- Exercise objective -
Write out all of the items below again, substituting "single marker" for every occurrence of "single pin" and leaving the rest unchanged.

^^^^

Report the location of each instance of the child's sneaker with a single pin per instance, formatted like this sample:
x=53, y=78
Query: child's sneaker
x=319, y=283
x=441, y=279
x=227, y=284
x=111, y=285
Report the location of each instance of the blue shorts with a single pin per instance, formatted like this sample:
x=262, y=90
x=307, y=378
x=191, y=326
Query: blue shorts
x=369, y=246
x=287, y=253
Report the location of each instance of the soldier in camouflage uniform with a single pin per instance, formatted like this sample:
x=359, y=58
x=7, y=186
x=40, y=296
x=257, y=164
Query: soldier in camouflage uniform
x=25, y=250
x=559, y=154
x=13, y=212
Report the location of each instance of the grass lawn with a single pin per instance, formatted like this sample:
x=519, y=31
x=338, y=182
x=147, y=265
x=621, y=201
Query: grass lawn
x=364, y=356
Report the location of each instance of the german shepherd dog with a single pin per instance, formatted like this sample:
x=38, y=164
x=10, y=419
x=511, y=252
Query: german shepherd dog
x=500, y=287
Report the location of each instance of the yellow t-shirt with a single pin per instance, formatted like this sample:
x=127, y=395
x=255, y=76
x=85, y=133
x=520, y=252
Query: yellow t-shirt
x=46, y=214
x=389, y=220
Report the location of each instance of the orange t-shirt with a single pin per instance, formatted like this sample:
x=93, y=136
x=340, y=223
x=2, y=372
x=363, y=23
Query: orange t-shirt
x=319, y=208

^^^^

- Task solution -
Report the location of each instance of the child's sneaker with a single marker per instance, formatted like this sample:
x=53, y=78
Query: child's sneaker
x=319, y=283
x=441, y=279
x=227, y=284
x=111, y=285
Report the location of each instance of the blue shorts with a single marker per instance, formatted like this sample:
x=262, y=90
x=307, y=378
x=191, y=326
Query: blue shorts
x=369, y=246
x=287, y=253
Report the location of each instance of the soldier in camouflage uniform with a single marker per instance, formatted like this sample:
x=359, y=58
x=7, y=186
x=40, y=296
x=257, y=164
Query: soldier in camouflage uniform
x=25, y=250
x=559, y=154
x=13, y=212
Report the location of each instance of the grass lawn with a single marker per instance, formatted like this sample:
x=519, y=31
x=338, y=182
x=147, y=265
x=621, y=201
Query: grass lawn
x=364, y=356
Report the location of each instance of the german shepherd dog with a single marker per instance, formatted like this sample:
x=38, y=164
x=10, y=419
x=511, y=252
Query: german shepherd dog
x=500, y=287
Report the location of each instance of the yellow t-shirt with a single marker per instance, formatted like this sample:
x=127, y=395
x=255, y=76
x=85, y=133
x=520, y=252
Query: yellow t-shirt
x=46, y=214
x=389, y=220
Report the location of each instance of the orange t-shirt with a single marker per instance, formatted like this sample:
x=93, y=136
x=340, y=223
x=2, y=372
x=363, y=23
Query: orange t-shirt
x=319, y=208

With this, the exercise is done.